Try it: Across the data below, in how many lines does the word "field" appear? Give only the number.
• • •
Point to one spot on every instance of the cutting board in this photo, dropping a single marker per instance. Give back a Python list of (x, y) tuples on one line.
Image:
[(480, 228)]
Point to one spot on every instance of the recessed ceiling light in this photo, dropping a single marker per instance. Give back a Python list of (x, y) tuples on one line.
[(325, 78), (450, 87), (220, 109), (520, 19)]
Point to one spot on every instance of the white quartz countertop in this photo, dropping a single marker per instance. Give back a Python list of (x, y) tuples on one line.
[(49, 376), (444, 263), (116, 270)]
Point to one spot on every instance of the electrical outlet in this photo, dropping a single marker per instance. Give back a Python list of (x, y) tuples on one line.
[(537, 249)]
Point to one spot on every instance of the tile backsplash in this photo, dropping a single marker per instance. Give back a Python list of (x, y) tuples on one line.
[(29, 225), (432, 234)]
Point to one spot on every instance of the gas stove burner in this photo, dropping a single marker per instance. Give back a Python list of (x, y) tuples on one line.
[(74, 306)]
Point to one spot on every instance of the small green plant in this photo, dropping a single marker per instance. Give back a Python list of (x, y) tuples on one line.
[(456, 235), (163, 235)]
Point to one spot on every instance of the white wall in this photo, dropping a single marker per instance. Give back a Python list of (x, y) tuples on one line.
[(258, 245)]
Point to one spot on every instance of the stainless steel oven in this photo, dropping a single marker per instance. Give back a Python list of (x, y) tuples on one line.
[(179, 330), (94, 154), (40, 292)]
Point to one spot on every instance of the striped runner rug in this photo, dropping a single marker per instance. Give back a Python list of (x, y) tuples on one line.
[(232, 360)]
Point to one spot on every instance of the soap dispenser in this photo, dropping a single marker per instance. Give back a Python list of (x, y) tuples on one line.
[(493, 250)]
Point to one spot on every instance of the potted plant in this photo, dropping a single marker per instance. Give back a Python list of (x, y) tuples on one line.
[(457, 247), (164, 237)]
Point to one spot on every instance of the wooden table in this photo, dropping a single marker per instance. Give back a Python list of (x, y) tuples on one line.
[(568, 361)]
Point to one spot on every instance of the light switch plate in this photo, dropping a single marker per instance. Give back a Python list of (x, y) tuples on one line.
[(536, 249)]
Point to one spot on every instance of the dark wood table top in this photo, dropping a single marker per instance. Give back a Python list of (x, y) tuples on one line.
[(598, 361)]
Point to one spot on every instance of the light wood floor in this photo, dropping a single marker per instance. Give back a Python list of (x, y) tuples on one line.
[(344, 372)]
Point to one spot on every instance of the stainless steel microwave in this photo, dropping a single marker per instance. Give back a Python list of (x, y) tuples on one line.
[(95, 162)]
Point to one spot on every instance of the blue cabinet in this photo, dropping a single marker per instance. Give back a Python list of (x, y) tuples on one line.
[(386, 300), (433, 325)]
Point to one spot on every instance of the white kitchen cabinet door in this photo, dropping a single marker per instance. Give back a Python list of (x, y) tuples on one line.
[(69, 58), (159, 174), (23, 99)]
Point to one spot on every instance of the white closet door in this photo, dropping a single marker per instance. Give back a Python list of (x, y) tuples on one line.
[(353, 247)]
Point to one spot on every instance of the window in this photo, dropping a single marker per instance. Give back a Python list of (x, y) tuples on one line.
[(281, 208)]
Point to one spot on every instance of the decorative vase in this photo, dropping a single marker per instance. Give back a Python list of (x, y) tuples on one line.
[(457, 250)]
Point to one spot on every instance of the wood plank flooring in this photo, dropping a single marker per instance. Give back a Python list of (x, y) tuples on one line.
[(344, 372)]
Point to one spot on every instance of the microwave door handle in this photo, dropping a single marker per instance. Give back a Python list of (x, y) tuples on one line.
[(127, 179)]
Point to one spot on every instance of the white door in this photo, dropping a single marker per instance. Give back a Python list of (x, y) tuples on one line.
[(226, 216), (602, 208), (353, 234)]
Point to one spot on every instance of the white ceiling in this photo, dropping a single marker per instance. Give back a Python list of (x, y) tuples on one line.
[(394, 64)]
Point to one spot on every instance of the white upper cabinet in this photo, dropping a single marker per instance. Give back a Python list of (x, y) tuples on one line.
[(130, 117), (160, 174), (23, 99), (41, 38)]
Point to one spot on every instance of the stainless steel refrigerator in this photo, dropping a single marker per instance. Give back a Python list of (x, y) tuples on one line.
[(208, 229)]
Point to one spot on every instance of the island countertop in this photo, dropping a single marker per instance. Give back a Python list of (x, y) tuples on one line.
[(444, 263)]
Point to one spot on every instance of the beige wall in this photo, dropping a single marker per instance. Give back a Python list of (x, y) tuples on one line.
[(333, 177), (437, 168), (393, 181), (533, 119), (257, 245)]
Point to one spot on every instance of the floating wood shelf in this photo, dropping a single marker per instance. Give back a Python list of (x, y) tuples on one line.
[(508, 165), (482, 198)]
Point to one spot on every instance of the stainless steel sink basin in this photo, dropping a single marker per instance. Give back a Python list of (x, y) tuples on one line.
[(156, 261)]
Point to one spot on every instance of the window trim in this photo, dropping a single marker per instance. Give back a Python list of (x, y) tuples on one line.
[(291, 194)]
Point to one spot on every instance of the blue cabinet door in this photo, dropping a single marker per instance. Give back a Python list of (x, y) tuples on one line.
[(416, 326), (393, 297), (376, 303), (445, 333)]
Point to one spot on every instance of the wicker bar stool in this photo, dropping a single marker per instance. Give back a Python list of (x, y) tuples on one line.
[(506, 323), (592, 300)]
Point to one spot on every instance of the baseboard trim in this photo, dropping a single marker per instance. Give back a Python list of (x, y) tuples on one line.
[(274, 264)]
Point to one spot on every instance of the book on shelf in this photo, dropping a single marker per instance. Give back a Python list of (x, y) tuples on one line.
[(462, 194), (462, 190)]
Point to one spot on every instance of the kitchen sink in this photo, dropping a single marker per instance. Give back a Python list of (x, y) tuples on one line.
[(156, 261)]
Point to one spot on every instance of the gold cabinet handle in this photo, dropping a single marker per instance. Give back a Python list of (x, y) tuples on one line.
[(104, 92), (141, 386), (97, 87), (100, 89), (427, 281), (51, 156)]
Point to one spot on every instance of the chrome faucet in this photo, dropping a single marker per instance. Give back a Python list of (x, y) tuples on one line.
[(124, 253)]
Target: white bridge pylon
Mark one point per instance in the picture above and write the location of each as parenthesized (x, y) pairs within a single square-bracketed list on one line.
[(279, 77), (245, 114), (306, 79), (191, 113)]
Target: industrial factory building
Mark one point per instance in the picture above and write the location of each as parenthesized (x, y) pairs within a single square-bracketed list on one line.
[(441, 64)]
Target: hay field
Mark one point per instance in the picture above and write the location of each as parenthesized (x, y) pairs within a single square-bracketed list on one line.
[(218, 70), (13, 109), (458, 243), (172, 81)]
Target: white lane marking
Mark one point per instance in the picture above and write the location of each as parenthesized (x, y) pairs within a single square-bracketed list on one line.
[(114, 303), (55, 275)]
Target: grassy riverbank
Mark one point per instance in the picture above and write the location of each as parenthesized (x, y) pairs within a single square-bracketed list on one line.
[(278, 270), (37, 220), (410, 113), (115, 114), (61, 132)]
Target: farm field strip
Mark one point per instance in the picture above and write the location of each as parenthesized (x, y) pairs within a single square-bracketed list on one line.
• • •
Response area: 2